**Requirement a**
Gather every line of the records below that contains the word "table".

**Source extract**
________
There is no doubt that integration is key to our planning. Perhaps one of the great mistakes that was made in transport infrastructure improvement in Scotland in past times is that such integration was an afterthought rather than part of the planning process. Transport Initiatives Edinburgh is focused on the integration of its trams with heavy rail and other public transport
The minister strongly stresses the importance of the strategic transport infrastructure. In that context, I wish to ask him about the Fochabers and Mosstodloch bypass on the A96. The public inquiry on the bypass has been postponed for 10 months, apparently because objectors are saying that they do not have enough time to marshal their arguments. In fact, the campaign has lasted for decades and permission has already been granted for the bypass to go ahead. There is a lot of anger and frustration in the two communities over the slippage.
I appreciate the points that Mrs Ewing makes. In the journey of a new road from its inception to its construction, 90 per cent is taken up with preparation. By that I do not mean feasibility studies; I am talking about the necessary engineering work. We are already considering how to streamline the process, as I undertook to do. Building roads involves disruption and the compulsory purchase of property and we have an obligation to ensure that any objections that are made by the public are properly considered. I understand that the public inquiry on the case that Mrs Ewing raises will take place later this year. The objectors have to be given the opportunity to make their objections and to have them considered.
I welcome today's statement from the Minister for Enterprise, Transport and Lifelong Learning. The new spending regime that he has outlined brings us significantly closer to having a level playing field between long-term road investment and public transport investment, which must be welcomed.
On the allocation of £375 million for trams in Edinburgh, will the minister confirm the procedures for the approval for the schemes involved, with regard to the route and the project's completion dates? I welcome his commitment to integration but I ask him to ensure that an integrated approach to the tram includes car users—in respect of park-and-ride facilities—as well as cyclists and bus users. If that approach is taken, the new trams will truly benefit the whole city and we will have an integrated approach to improving public transport throughout the city.
________
**Data for this exercise**

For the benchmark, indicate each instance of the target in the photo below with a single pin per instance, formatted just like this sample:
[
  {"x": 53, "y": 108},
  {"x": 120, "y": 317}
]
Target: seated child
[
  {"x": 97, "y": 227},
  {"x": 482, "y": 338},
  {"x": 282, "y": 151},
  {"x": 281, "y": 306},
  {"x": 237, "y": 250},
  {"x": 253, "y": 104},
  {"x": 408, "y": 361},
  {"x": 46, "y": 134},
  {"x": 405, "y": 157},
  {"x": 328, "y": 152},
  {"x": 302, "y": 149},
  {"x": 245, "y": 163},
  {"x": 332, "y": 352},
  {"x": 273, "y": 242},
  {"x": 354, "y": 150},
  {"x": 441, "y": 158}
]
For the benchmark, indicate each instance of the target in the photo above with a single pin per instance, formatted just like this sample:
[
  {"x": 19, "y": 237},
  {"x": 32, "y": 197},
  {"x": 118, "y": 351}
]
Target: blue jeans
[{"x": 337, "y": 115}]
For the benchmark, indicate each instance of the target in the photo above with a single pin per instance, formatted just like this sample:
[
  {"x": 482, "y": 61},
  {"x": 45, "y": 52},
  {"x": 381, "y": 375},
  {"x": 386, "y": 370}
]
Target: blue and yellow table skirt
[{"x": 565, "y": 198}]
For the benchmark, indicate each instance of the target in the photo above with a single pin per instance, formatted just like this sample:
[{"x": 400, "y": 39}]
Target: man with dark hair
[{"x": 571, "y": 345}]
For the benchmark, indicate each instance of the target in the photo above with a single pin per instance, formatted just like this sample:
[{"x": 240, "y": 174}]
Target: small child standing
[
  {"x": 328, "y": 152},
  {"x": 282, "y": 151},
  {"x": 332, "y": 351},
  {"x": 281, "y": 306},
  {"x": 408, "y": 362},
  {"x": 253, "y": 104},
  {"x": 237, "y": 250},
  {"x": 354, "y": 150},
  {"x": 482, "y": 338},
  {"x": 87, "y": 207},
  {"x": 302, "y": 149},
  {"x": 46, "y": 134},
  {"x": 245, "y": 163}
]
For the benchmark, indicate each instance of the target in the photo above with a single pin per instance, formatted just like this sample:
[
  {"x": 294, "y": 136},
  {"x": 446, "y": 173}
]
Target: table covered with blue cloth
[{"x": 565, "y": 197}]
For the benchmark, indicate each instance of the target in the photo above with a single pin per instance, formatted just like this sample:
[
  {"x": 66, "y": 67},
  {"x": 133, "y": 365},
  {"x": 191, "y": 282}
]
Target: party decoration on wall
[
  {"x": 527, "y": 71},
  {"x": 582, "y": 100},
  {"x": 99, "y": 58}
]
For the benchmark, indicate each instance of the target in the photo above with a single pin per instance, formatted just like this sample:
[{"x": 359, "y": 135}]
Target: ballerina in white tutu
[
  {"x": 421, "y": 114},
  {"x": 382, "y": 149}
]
________
**Requirement b**
Extract the full passage on Scottish transport above and reproduce it word for word.

**Written answer a**
Target: blue and yellow table skirt
Target: table covered with blue cloth

**Written answer b**
There is no doubt that integration is key to our planning. Perhaps one of the great mistakes that was made in transport infrastructure improvement in Scotland in past times is that such integration was an afterthought rather than part of the planning process. Transport Initiatives Edinburgh is focused on the integration of its trams with heavy rail and other public transport
The minister strongly stresses the importance of the strategic transport infrastructure. In that context, I wish to ask him about the Fochabers and Mosstodloch bypass on the A96. The public inquiry on the bypass has been postponed for 10 months, apparently because objectors are saying that they do not have enough time to marshal their arguments. In fact, the campaign has lasted for decades and permission has already been granted for the bypass to go ahead. There is a lot of anger and frustration in the two communities over the slippage.
I appreciate the points that Mrs Ewing makes. In the journey of a new road from its inception to its construction, 90 per cent is taken up with preparation. By that I do not mean feasibility studies; I am talking about the necessary engineering work. We are already considering how to streamline the process, as I undertook to do. Building roads involves disruption and the compulsory purchase of property and we have an obligation to ensure that any objections that are made by the public are properly considered. I understand that the public inquiry on the case that Mrs Ewing raises will take place later this year. The objectors have to be given the opportunity to make their objections and to have them considered.
I welcome today's statement from the Minister for Enterprise, Transport and Lifelong Learning. The new spending regime that he has outlined brings us significantly closer to having a level playing field between long-term road investment and public transport investment, which must be welcomed.
On the allocation of £375 million for trams in Edinburgh, will the minister confirm the procedures for the approval for the schemes involved, with regard to the route and the project's completion dates? I welcome his commitment to integration but I ask him to ensure that an integrated approach to the tram includes car users—in respect of park-and-ride facilities—as well as cyclists and bus users. If that approach is taken, the new trams will truly benefit the whole city and we will have an integrated approach to improving public transport throughout the city.